PROBLEM: Check every line of the material below for the string "polygon", and return the ones that have it.

▼

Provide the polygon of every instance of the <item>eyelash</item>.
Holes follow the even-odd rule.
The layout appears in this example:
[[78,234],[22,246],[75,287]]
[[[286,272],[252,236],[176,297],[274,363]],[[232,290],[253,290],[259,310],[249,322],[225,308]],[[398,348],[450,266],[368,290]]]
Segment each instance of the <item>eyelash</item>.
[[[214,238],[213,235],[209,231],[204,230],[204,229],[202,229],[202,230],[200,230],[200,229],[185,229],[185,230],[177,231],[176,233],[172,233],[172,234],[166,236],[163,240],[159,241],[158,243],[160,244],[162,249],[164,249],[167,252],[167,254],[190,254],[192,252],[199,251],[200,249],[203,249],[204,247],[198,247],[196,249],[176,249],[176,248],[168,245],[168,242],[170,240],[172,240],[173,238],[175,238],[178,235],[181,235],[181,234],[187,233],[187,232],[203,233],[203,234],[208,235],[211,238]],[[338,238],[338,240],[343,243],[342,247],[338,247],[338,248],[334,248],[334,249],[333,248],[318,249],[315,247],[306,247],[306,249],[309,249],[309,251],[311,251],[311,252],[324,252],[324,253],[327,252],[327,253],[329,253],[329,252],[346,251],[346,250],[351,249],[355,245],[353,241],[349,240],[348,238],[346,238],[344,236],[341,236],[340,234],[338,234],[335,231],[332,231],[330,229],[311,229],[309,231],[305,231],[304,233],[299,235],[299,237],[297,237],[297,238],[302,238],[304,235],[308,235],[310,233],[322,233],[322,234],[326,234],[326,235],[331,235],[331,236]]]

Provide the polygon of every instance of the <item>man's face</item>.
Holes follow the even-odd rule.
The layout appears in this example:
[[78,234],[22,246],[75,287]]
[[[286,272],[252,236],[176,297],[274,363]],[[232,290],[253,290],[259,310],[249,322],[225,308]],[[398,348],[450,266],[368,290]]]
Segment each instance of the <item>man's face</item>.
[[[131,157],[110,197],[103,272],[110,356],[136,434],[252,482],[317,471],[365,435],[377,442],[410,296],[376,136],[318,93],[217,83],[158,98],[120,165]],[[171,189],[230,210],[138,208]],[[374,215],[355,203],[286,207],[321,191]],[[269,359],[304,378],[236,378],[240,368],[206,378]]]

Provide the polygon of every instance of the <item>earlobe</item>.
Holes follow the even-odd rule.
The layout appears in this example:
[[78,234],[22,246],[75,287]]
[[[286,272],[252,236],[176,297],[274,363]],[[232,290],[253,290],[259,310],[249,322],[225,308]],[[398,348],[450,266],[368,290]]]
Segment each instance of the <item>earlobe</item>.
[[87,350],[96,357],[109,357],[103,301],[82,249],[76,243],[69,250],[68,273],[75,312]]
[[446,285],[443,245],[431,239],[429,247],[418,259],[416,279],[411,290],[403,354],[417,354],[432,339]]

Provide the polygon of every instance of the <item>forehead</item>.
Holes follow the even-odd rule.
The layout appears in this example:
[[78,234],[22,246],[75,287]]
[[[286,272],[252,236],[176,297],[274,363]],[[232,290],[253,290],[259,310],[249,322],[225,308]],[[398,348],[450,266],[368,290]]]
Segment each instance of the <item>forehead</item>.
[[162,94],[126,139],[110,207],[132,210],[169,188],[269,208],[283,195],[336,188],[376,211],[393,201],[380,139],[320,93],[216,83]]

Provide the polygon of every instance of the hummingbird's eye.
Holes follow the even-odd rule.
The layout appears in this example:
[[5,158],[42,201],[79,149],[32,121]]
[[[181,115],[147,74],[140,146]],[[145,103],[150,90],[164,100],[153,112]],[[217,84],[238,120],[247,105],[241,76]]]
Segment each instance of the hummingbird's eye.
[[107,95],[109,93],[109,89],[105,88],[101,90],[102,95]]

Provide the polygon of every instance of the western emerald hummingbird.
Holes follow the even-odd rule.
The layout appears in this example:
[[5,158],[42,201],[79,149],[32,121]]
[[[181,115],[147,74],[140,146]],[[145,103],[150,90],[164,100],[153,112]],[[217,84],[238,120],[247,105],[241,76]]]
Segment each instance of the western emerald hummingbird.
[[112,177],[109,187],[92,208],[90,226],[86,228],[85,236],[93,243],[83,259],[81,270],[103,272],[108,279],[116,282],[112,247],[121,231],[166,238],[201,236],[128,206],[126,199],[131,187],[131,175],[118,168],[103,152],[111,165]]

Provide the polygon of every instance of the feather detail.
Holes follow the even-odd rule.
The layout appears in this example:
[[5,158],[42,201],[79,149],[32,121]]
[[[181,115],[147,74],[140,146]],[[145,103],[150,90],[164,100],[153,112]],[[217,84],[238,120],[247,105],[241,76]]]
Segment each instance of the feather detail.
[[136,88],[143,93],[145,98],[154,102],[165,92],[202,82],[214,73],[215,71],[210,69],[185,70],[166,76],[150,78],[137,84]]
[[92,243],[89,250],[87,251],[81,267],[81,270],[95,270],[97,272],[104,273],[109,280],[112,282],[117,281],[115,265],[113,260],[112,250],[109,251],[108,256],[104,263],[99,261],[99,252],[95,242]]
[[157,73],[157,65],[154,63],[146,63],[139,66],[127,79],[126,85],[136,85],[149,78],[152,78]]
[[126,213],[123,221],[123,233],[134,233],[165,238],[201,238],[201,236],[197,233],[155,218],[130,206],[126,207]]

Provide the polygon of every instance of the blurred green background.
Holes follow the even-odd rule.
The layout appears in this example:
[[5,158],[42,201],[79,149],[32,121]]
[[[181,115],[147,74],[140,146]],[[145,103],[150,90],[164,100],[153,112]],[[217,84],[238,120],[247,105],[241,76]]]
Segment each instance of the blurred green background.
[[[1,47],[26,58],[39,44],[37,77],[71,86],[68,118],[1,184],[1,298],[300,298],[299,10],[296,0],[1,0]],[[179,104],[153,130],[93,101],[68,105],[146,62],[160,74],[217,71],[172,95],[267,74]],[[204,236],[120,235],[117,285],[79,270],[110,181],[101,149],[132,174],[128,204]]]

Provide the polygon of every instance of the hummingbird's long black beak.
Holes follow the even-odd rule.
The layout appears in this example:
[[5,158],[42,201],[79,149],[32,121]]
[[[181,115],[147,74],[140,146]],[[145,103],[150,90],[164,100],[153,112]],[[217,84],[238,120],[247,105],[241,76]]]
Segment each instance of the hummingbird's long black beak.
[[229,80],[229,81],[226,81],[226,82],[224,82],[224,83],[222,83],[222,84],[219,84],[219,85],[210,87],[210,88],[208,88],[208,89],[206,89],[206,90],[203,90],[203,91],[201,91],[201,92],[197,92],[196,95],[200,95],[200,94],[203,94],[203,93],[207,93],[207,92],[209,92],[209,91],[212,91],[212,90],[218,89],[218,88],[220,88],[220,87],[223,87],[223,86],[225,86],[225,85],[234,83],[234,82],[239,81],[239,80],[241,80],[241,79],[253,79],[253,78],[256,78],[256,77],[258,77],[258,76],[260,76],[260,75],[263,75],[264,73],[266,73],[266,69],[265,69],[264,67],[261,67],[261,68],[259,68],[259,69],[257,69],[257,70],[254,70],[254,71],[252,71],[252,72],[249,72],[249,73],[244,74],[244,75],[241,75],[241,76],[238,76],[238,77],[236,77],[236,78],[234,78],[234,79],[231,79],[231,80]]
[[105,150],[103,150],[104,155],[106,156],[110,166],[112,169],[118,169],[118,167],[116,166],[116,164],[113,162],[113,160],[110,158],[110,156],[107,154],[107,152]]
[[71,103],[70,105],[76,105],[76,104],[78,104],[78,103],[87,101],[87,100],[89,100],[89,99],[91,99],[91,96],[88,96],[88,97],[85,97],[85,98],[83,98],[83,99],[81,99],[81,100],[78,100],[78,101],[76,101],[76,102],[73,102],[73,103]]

▲
▼

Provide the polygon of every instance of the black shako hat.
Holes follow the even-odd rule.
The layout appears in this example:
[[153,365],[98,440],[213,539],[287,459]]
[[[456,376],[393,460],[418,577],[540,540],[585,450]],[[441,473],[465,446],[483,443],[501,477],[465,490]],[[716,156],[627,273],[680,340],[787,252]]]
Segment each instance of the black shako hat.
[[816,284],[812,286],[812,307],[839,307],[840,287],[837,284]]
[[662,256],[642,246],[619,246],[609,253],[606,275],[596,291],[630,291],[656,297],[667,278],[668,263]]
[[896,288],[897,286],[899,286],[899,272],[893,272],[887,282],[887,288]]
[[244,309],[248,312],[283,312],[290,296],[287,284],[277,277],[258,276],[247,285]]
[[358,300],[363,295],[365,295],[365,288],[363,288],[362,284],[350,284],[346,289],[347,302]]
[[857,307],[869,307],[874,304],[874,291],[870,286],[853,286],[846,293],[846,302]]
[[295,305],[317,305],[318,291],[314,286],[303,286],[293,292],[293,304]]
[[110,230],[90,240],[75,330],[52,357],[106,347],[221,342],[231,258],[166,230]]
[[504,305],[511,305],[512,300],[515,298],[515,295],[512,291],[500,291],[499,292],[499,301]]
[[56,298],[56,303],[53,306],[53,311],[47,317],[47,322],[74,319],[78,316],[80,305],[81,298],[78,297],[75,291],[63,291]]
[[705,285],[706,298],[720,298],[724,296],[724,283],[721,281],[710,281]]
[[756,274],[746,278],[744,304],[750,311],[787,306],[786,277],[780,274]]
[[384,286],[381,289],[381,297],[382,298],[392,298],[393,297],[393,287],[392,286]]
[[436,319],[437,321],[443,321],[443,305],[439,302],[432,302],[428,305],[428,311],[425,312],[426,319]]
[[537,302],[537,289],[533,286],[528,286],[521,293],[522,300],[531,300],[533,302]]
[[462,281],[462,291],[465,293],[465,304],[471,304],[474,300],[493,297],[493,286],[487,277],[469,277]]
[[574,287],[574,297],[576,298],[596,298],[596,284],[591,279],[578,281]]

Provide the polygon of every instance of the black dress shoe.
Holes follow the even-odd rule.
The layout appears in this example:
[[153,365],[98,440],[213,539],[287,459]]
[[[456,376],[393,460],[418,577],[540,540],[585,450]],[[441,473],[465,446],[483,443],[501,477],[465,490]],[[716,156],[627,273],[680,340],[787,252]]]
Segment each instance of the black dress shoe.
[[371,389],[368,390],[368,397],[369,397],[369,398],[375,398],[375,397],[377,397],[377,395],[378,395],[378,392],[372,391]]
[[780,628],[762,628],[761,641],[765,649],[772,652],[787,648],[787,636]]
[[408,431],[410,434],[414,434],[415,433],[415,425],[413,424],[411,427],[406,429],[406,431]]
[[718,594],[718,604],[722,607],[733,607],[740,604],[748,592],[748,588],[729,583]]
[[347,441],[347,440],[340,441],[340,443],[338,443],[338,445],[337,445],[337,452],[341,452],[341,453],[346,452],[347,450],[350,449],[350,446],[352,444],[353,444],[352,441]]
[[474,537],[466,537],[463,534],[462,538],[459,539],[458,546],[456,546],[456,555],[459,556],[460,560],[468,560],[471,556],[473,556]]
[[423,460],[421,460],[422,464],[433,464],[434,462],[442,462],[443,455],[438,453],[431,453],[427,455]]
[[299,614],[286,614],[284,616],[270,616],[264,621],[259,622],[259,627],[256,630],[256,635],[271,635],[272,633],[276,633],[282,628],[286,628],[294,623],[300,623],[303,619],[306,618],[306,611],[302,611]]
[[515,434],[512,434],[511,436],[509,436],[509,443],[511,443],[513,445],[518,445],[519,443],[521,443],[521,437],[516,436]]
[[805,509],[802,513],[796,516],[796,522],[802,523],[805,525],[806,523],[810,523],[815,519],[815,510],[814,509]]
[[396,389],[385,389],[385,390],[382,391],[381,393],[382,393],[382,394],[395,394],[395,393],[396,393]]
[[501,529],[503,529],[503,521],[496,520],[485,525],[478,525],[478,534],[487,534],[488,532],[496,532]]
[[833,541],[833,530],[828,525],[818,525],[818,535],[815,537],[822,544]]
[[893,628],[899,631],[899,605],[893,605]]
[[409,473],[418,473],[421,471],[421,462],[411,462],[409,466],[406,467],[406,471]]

▲

RESULT:
Provide the polygon of every instance of the <item>eyelash</item>.
Provide the polygon of every instance of the <item>man's face</item>.
Provide the polygon of every instance of the <item>earlobe</item>.
Provide the polygon of every instance of the <item>forehead</item>.
Provide the polygon of every instance of the hummingbird's eye.
Provide the polygon of every instance of the western emerald hummingbird.
Provide the polygon of every instance of the feather detail.
Provide the polygon of every instance of the blurred green background.
Provide the polygon of every instance of the hummingbird's long black beak.
Provide the polygon of every instance of the black shako hat.
Provide the polygon of every instance of the black dress shoe.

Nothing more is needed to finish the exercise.